▶ _How to complete this task_: Output all of the data verbatim.

Saved entries:
........

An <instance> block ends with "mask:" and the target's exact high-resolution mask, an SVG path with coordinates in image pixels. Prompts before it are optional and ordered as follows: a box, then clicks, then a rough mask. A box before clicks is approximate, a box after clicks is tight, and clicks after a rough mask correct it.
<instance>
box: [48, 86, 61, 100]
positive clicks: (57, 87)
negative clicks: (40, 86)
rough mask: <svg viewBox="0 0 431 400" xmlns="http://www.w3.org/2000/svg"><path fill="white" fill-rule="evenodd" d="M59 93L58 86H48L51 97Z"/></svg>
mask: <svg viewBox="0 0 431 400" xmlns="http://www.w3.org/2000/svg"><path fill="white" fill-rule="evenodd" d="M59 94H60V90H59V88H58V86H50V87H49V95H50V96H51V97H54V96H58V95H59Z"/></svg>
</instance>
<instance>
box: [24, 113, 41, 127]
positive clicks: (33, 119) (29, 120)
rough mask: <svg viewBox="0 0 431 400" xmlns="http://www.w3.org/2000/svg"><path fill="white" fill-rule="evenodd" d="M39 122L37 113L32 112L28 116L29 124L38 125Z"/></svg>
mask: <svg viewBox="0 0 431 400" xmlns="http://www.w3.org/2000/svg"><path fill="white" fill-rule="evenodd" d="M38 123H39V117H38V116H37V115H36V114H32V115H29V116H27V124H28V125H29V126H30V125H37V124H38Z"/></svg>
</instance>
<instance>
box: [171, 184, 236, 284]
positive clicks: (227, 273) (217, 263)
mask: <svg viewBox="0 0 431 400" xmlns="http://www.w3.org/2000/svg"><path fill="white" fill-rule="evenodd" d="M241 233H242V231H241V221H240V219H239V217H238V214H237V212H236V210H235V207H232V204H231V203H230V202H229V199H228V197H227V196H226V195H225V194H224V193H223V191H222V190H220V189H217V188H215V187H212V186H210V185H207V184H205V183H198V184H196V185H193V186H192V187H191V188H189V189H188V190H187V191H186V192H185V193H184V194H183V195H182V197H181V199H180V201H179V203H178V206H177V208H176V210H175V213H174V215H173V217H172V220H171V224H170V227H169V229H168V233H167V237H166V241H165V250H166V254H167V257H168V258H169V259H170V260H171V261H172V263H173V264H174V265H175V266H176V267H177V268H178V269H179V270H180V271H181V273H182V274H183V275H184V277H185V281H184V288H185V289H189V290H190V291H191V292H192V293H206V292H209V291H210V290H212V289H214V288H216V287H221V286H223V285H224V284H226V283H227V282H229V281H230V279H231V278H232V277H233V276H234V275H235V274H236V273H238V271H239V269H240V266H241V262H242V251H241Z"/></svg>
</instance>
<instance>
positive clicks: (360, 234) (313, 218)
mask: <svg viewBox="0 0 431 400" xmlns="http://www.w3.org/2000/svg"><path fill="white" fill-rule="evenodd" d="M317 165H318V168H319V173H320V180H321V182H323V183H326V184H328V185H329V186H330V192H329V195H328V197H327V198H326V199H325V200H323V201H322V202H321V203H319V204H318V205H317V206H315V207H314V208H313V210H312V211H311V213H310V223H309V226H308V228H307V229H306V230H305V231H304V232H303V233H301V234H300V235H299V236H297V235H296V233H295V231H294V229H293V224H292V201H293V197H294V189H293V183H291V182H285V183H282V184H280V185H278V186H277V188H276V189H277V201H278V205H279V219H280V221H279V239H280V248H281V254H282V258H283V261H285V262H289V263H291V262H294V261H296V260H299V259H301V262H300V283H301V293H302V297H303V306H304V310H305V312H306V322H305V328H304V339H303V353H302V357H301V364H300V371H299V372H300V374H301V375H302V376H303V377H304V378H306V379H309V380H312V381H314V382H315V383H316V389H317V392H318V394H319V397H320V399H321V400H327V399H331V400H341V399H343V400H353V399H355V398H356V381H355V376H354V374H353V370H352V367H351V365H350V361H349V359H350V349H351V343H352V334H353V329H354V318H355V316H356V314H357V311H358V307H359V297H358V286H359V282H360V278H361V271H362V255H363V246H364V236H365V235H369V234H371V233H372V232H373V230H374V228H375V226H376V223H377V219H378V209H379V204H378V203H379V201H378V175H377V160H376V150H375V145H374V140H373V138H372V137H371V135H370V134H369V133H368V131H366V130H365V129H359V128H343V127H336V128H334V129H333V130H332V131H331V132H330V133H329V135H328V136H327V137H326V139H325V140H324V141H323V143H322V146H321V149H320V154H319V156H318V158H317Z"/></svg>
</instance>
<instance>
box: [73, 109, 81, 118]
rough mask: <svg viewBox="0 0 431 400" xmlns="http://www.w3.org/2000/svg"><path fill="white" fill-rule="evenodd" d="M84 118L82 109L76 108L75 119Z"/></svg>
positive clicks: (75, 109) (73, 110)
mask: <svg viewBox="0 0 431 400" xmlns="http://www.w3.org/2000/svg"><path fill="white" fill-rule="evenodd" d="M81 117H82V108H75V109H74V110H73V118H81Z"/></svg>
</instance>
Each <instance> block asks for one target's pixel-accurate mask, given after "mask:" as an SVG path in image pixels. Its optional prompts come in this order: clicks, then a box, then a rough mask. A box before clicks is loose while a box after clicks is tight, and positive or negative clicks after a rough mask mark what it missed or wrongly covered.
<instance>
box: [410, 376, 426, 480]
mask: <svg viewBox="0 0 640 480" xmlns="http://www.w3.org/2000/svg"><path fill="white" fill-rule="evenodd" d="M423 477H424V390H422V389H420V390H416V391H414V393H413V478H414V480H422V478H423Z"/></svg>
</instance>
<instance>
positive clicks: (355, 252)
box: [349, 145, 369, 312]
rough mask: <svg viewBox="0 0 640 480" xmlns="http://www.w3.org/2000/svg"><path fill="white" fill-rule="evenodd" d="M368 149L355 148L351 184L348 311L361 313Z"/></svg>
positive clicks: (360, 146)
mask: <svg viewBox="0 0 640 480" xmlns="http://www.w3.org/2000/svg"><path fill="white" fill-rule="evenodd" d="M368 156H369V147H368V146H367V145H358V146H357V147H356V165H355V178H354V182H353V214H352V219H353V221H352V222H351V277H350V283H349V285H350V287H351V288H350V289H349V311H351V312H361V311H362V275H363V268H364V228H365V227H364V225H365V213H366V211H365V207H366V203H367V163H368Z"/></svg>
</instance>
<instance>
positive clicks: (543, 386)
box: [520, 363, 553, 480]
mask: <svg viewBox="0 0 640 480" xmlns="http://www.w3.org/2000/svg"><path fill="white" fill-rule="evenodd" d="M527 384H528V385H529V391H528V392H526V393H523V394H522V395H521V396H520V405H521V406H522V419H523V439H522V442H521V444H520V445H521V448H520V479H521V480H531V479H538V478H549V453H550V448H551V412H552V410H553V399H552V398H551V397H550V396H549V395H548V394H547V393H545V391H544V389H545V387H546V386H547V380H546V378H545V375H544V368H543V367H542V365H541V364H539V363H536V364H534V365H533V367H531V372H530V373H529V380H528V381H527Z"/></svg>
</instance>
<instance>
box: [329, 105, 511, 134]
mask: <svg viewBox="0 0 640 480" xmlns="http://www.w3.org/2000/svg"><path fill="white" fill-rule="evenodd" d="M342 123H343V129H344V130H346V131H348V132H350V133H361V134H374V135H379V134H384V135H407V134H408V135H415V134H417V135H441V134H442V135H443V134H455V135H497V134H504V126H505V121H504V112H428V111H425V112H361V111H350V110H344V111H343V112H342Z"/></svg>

........

▶ _Your response_:
An <instance> block ends with "mask:" and the target's exact high-resolution mask, an SVG path with coordinates in image pixels. Prompts before it are optional and ordered as follows: a box, then clicks, then a rough mask. A box before clicks is approximate, a box after clicks is tight, and clicks after a rough mask correct it.
<instance>
box: [48, 86, 61, 100]
positive clicks: (57, 87)
negative clicks: (40, 86)
rough mask: <svg viewBox="0 0 431 400" xmlns="http://www.w3.org/2000/svg"><path fill="white" fill-rule="evenodd" d="M59 93L58 86H48L51 97Z"/></svg>
mask: <svg viewBox="0 0 431 400" xmlns="http://www.w3.org/2000/svg"><path fill="white" fill-rule="evenodd" d="M59 94H60V90H59V88H58V86H50V87H49V95H50V96H51V97H54V96H58V95H59Z"/></svg>
</instance>
<instance>
box: [24, 113, 41, 127]
positive clicks: (33, 119) (29, 120)
rough mask: <svg viewBox="0 0 431 400" xmlns="http://www.w3.org/2000/svg"><path fill="white" fill-rule="evenodd" d="M39 122L37 113L32 112L28 116L29 124L38 125Z"/></svg>
mask: <svg viewBox="0 0 431 400" xmlns="http://www.w3.org/2000/svg"><path fill="white" fill-rule="evenodd" d="M38 123H39V117H38V116H37V115H36V114H32V115H29V116H27V124H28V125H29V126H30V125H37V124H38Z"/></svg>
</instance>
<instance>
box: [171, 184, 236, 284]
positive clicks: (227, 273) (217, 263)
mask: <svg viewBox="0 0 431 400" xmlns="http://www.w3.org/2000/svg"><path fill="white" fill-rule="evenodd" d="M241 233H242V231H241V221H240V219H239V217H238V214H237V212H236V210H235V207H232V204H231V203H230V202H229V199H228V197H227V196H226V195H225V194H224V193H223V191H222V190H220V189H217V188H215V187H212V186H210V185H207V184H205V183H198V184H196V185H193V186H192V187H191V188H189V189H188V190H187V191H186V192H185V193H184V194H183V195H182V197H181V199H180V201H179V203H178V206H177V208H176V210H175V213H174V215H173V217H172V220H171V224H170V227H169V229H168V233H167V237H166V241H165V250H166V254H167V257H168V258H169V259H170V260H171V261H172V263H173V264H174V265H175V266H176V267H177V268H178V269H179V270H180V271H181V273H182V274H183V275H184V277H185V281H184V288H185V289H189V290H190V291H191V292H192V293H206V292H209V291H210V290H212V289H214V288H216V287H221V286H223V285H224V284H226V283H227V282H229V281H230V279H231V278H232V277H233V276H234V275H235V274H236V273H238V271H239V269H240V266H241V262H242V251H241Z"/></svg>
</instance>
<instance>
positive clicks: (360, 234) (313, 218)
mask: <svg viewBox="0 0 431 400" xmlns="http://www.w3.org/2000/svg"><path fill="white" fill-rule="evenodd" d="M317 165H318V168H319V173H320V180H321V182H323V183H326V184H328V185H329V186H330V192H329V195H328V197H327V198H326V199H325V200H323V201H322V202H321V203H319V204H318V205H317V206H315V207H314V208H313V210H312V211H311V213H310V223H309V226H308V228H307V229H306V230H305V231H304V232H303V233H301V234H300V235H299V236H297V235H296V233H295V231H294V229H293V224H292V201H293V197H294V189H293V183H291V182H285V183H282V184H280V185H278V186H277V188H276V189H277V201H278V205H279V219H280V221H279V239H280V248H281V254H282V258H283V261H285V262H289V263H291V262H294V261H296V260H299V259H301V262H300V283H301V293H302V297H303V306H304V310H305V312H306V322H305V328H304V339H303V353H302V357H301V364H300V371H299V372H300V374H301V375H302V376H303V377H304V378H306V379H309V380H312V381H314V382H315V383H316V389H317V392H318V394H319V397H320V399H321V400H327V399H331V400H341V399H343V400H353V399H355V398H356V381H355V376H354V374H353V370H352V367H351V365H350V361H349V359H350V349H351V343H352V334H353V329H354V318H355V316H356V314H357V311H358V307H359V297H358V286H359V282H360V278H361V271H362V255H363V246H364V236H365V235H369V234H371V233H372V232H373V230H374V228H375V226H376V223H377V219H378V209H379V204H378V203H379V201H378V175H377V160H376V150H375V145H374V140H373V138H372V137H371V135H370V134H369V133H368V131H366V130H365V129H359V128H343V127H336V128H334V129H333V130H332V131H331V132H330V133H329V135H328V136H327V137H326V139H325V140H324V141H323V143H322V146H321V149H320V154H319V156H318V158H317Z"/></svg>
</instance>
<instance>
box: [73, 109, 81, 118]
rough mask: <svg viewBox="0 0 431 400" xmlns="http://www.w3.org/2000/svg"><path fill="white" fill-rule="evenodd" d="M84 118L82 109L76 108L75 119Z"/></svg>
positive clicks: (75, 109) (73, 110)
mask: <svg viewBox="0 0 431 400" xmlns="http://www.w3.org/2000/svg"><path fill="white" fill-rule="evenodd" d="M81 117H82V108H75V109H74V110H73V118H81Z"/></svg>
</instance>
Each <instance> block asks for one target's pixel-accurate mask, given after "mask:" as an SVG path in image pixels. Its optional prompts come in this order: clicks, then a box, then a rough mask. A box before clicks is loose while a box after clicks is tight, and positive or negative clicks after a rough mask mark what it missed or wrongly covered.
<instance>
box: [410, 376, 426, 480]
mask: <svg viewBox="0 0 640 480" xmlns="http://www.w3.org/2000/svg"><path fill="white" fill-rule="evenodd" d="M423 477H424V390H422V389H420V390H416V391H414V393H413V478H414V480H422V478H423Z"/></svg>
</instance>
<instance>
positive clicks: (355, 252)
box: [349, 145, 369, 312]
rough mask: <svg viewBox="0 0 640 480" xmlns="http://www.w3.org/2000/svg"><path fill="white" fill-rule="evenodd" d="M368 149L355 148L351 184L348 311L361 313Z"/></svg>
positive clicks: (360, 146)
mask: <svg viewBox="0 0 640 480" xmlns="http://www.w3.org/2000/svg"><path fill="white" fill-rule="evenodd" d="M368 156H369V147H368V146H367V145H358V146H357V147H356V165H355V178H354V182H353V214H352V219H353V221H352V222H351V277H350V283H349V285H350V287H351V288H350V289H349V311H351V312H361V311H362V275H363V268H364V228H365V227H364V225H365V213H366V211H365V207H366V203H367V163H368Z"/></svg>
</instance>
<instance>
positive clicks: (543, 386)
box: [520, 363, 553, 480]
mask: <svg viewBox="0 0 640 480" xmlns="http://www.w3.org/2000/svg"><path fill="white" fill-rule="evenodd" d="M527 384H528V385H529V391H528V392H526V393H523V394H522V395H521V396H520V405H521V406H522V419H523V439H522V442H521V444H520V445H521V448H520V479H521V480H531V479H538V478H549V453H550V448H551V412H552V410H553V399H552V398H551V397H550V396H549V395H548V394H547V393H545V391H544V389H545V387H546V386H547V380H546V378H545V375H544V368H543V367H542V365H541V364H539V363H536V364H534V365H533V367H531V372H530V373H529V380H528V381H527Z"/></svg>
</instance>
<instance>
box: [329, 105, 511, 134]
mask: <svg viewBox="0 0 640 480" xmlns="http://www.w3.org/2000/svg"><path fill="white" fill-rule="evenodd" d="M342 123H343V129H344V130H346V131H348V132H350V133H361V134H374V135H379V134H384V135H407V134H408V135H415V134H417V135H441V134H442V135H443V134H455V135H497V134H504V126H505V121H504V112H428V111H425V112H361V111H350V110H344V111H343V112H342Z"/></svg>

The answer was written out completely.